STATED GOAL =
Rewrite the items beginning with the line containing "Please point out the hazy" and running through the end of the items, requests included. Multiply each point coordinate in the answers by 1.05 and round to the nearest whole number, with halves going up, and keep the numbers in the requests and their sample formats unchanged.

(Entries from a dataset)
Start

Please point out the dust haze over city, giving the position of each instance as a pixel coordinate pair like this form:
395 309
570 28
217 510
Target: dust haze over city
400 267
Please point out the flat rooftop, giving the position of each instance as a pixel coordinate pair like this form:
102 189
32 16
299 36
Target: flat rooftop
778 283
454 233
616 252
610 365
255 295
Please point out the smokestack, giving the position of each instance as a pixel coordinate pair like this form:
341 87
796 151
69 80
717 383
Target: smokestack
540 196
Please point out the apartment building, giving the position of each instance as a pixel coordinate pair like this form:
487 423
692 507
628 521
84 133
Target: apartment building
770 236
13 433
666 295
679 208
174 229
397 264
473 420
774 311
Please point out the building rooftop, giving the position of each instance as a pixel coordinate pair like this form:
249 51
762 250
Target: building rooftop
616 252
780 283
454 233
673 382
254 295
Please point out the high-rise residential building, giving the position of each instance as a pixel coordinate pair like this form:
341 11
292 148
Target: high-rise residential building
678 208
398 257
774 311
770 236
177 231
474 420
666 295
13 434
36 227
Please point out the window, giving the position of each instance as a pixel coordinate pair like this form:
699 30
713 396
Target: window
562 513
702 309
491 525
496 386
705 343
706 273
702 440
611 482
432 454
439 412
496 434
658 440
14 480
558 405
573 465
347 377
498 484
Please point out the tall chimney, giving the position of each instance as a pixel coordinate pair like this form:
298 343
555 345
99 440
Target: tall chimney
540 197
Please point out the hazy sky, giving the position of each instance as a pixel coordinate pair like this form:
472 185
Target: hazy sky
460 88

End

RESULT OF THE TASK =
Please point out the hazy sky, giving the position of each instance as a pixel coordinate pair like this form:
472 185
Target: hazy sky
483 92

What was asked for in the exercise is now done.